» **What is expected**
Give back all of the records exactly.

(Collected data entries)
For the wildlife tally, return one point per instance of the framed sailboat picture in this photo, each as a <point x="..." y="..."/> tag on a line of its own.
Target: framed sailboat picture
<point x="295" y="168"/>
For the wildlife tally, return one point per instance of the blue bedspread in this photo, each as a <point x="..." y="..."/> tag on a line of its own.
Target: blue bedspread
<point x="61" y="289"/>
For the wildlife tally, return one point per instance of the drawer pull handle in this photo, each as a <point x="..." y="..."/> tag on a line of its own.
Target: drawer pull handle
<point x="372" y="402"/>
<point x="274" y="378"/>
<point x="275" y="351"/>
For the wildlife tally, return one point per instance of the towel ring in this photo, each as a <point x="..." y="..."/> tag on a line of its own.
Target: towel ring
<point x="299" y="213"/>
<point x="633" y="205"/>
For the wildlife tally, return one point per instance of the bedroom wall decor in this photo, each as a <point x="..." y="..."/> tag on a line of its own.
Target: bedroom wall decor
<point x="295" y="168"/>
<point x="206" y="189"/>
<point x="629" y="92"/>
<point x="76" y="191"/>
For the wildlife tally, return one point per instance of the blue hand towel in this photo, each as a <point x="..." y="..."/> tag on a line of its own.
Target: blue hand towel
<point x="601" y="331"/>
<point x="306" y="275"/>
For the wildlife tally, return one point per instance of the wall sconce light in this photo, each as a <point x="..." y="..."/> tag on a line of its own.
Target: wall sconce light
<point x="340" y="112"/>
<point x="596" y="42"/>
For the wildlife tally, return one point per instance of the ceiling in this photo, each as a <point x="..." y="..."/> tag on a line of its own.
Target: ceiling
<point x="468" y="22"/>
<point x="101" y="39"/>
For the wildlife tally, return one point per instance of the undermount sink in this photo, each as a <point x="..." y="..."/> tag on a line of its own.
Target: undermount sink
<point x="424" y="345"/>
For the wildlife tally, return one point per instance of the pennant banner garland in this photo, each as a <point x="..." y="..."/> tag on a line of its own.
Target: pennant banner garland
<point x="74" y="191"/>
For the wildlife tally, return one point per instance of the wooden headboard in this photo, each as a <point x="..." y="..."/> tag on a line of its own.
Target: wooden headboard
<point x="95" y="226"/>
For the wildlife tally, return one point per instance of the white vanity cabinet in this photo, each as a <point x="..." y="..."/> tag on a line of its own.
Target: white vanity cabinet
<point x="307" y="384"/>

» **Task result**
For the wildlife tally, return one point per instance of the framed sailboat picture in this photo, each as a <point x="..." y="..."/> tag on a line of its own.
Target: framed sailboat picture
<point x="295" y="168"/>
For the wildlife tally, return one point per instance of the blue bedspread in this photo, each as a <point x="..." y="..."/> tag on a line of its own.
Target: blue bedspread
<point x="61" y="289"/>
For the wildlife tally, return one point per instance of the drawer pull handle in this photo, each as a <point x="..." y="..."/> tag on a line of its own.
Target: drawer pull handle
<point x="372" y="402"/>
<point x="274" y="378"/>
<point x="275" y="351"/>
For the wildlife tally, return one point per instance of the towel ring in this photo, each as a <point x="..." y="..."/> tag on a line of its own.
Target: towel ring
<point x="299" y="213"/>
<point x="633" y="205"/>
For the wildlife tally, return one point per instance of the bedroom wall decor in this photo, each as a <point x="..." y="..."/> tag on a line of its own.
Target: bedroom wall decor
<point x="295" y="168"/>
<point x="206" y="189"/>
<point x="629" y="92"/>
<point x="76" y="191"/>
For the wildlife tally, return one point per instance of the blue hand towel in this photo, each as a <point x="..." y="..."/> tag on a line of its own.
Target: blue hand towel
<point x="601" y="331"/>
<point x="306" y="275"/>
For the wildlife tally, return one point per instance of the wall sconce light in this photo, each as a <point x="..." y="..."/> tag on a line of its own.
Target: wall sconce light
<point x="340" y="112"/>
<point x="596" y="42"/>
For the wildlife tally, return one point per instance of the ceiling in this photo, each as a <point x="..." y="..."/> tag on a line of its own.
Target: ceiling
<point x="468" y="22"/>
<point x="101" y="39"/>
For the wildlife tally, return one point per instance of the undermount sink in this photo, each as a <point x="..." y="..."/> tag on a line of its own.
Target: undermount sink
<point x="424" y="345"/>
For the wildlife tally, return one point per instance of the pennant banner garland in this photo, each as a <point x="..." y="..."/> tag on a line of its own.
Target: pennant banner garland
<point x="74" y="191"/>
For the wildlife tally, return one point per instance of the wooden headboard in this photo, each as a <point x="..." y="..."/> tag on a line of its own.
Target: wooden headboard
<point x="95" y="226"/>
For the wildlife tally, return one point per instance of the white vanity cabinet in this photo, each as a <point x="..." y="..."/> tag on a line of its own.
Target: white vanity cabinet
<point x="307" y="384"/>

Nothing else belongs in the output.